- ARBEITSANWEISUNGEN -
(1) Übertrage den Satz „Der Termin für die Absprache der Einzelheiten ist längst verstrichen.“ aus dem Text über die geplatzten Auftritte ins Englische.
(2) Zitiere wortgetreu aus dem Text über die geplatzten Auftritte, beginnend mit „Ich glaube, ich“ und weiter bis einschließlich „ein Hut rum.“.

- AUSZUG ZUM LESEN -
= = = = =

Die Allerliebste holt mich auf den Boden der Tatsachen zurück und vertreibt den Neandertaler aus meinem Kopf. Buchlesen soll ich da und eine Laudatio auf den fast 100jährigen Seniorchef halten. Ich buche mir eine Pension.

So.

Der vom Radio hat sich nie wieder gemeldet. Auch auf Nachfrage kommt da keine Antwort.
Ich gehe kritisch mit mir ins Gericht. Habe ich was falsch gemacht? Aber auch nach langem Grübeln komme ich nur zu dem Schluß, dass ich mich super verhalten und klasse kommuniziert habe.

Die, die mich lustig haben wollte, schreibt mir ne Mail: Wegen des Ukraine-Krieges könne man jetzt unmöglich einen lustigen Onkel bringen. Lieber was Ernsthaftes. Da tanzen jetzt Frauen von der Ukraine-Willkommensgruppe, oder so.

Der Fernsehmann meldet sich nicht mehr. Der Termin für die Absprache der Einzelheiten ist längst verstrichen. Ich hake auch das als erledigt ab.

Die Bestatterin? Nun, die hatte gemeint: „Geld spielt bei uns doch keine Rolle, Herr Wilhelm!“ Ich soll 500 Kilometer fahren, eine Nacht übernachten, anderthalb bis zwei Stunden auftreten und 500 Kilometer zurückfahren. Dafür will ich 500 Euro.
Leider habe ich nur das dicke Auto, das nunmal schlappe 14-15 Liter braucht. Bei 1.000 Kilometern sind das 10 mal diese 15 Liter mal rund 2 Euro = 300 Euro Spritkosten. Bleiben mir 200 Euro für zwei Tage Unterwegssein, von denen ich auch noch 80 Euro fürs Hotel abdrücken müsste.
Nee, das geht ja gar nicht, ich könne ja kostenlos dort vom Buffet essen. Und weshalb denn übernachten? Die Veranstaltung sei am frühen Abend, da sei ja noch genug Zeit, um wieder nach Hause zu fahren. Sie hätten im Familienkreis darüber gesprochen und fänden 150 Euro für alles durchaus angemessen. „Sie haben ja keine Arbeit. Die Geschichten sind ja alle schon längst geschrieben und Sie lesen die ja nur vor.“

Ich glaube, ich fahre überhaupt nirgendwo mehr hin. Ich trete ab sofort nur noch hier in meiner geräumigen Garage auf. Halbe Stunde für 75 Euro. Kaffee gibt’s gratis, es geht auch noch ein Hut rum.

1 Natürlich nicht. Ohrenkerzen sind der größte Unfug, den es gibt.

= = = = =

- AUFGEFÜHRTE EINTRÄGE -
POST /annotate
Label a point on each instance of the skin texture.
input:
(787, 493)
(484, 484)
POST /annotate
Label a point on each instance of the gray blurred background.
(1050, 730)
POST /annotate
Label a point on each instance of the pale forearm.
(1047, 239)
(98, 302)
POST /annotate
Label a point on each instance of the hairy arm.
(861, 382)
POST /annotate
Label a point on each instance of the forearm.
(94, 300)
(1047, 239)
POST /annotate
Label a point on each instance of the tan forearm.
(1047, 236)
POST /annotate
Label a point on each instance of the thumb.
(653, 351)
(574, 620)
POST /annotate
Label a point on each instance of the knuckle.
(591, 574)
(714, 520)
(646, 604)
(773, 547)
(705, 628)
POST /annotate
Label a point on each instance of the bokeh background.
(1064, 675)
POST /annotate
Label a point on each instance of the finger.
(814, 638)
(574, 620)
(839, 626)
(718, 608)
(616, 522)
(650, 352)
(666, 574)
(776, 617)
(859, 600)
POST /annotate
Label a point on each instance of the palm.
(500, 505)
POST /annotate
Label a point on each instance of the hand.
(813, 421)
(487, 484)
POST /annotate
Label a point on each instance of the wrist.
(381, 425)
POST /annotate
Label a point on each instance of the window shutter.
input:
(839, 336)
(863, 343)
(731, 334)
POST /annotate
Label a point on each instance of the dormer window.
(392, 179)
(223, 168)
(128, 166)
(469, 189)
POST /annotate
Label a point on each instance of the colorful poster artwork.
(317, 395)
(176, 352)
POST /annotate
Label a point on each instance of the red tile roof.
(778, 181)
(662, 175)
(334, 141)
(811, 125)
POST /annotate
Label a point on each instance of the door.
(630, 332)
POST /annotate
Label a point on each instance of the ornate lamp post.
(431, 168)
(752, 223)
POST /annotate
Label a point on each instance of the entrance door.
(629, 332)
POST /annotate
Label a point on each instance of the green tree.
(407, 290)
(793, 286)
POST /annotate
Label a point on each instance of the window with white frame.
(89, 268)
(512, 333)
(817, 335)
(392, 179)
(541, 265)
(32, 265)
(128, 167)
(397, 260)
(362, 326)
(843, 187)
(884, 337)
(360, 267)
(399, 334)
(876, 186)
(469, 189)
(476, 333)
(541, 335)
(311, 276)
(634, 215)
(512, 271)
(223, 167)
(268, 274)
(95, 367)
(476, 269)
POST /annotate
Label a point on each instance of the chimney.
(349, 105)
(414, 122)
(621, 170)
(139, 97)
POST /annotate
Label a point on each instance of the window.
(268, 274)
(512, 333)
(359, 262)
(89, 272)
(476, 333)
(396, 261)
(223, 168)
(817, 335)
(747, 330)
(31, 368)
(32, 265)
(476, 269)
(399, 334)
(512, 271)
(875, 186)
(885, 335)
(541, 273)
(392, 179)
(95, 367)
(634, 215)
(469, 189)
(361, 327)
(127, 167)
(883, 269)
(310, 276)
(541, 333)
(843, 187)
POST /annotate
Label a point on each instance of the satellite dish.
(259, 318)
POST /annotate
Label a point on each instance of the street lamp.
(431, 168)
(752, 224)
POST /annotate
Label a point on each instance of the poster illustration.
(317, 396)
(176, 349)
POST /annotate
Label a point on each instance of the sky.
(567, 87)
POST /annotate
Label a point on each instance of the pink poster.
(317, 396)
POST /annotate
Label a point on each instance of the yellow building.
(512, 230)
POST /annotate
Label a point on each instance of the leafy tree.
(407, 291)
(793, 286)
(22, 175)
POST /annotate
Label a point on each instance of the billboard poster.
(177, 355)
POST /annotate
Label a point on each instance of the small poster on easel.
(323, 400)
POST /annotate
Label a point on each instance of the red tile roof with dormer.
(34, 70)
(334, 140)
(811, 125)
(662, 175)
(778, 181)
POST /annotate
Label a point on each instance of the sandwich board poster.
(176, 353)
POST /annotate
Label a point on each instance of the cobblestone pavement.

= = = = =

- LÖSUNGEN JE AUFGABE -
(1) The date for agreeing on the details passed long ago.

(2)
Ich glaube, ich fahre überhaupt nirgendwo mehr hin. Ich trete ab sofort nur noch hier in meiner geräumigen Garage auf. Halbe Stunde für 75 Euro. Kaffee gibt’s gratis, es geht auch noch ein Hut rum.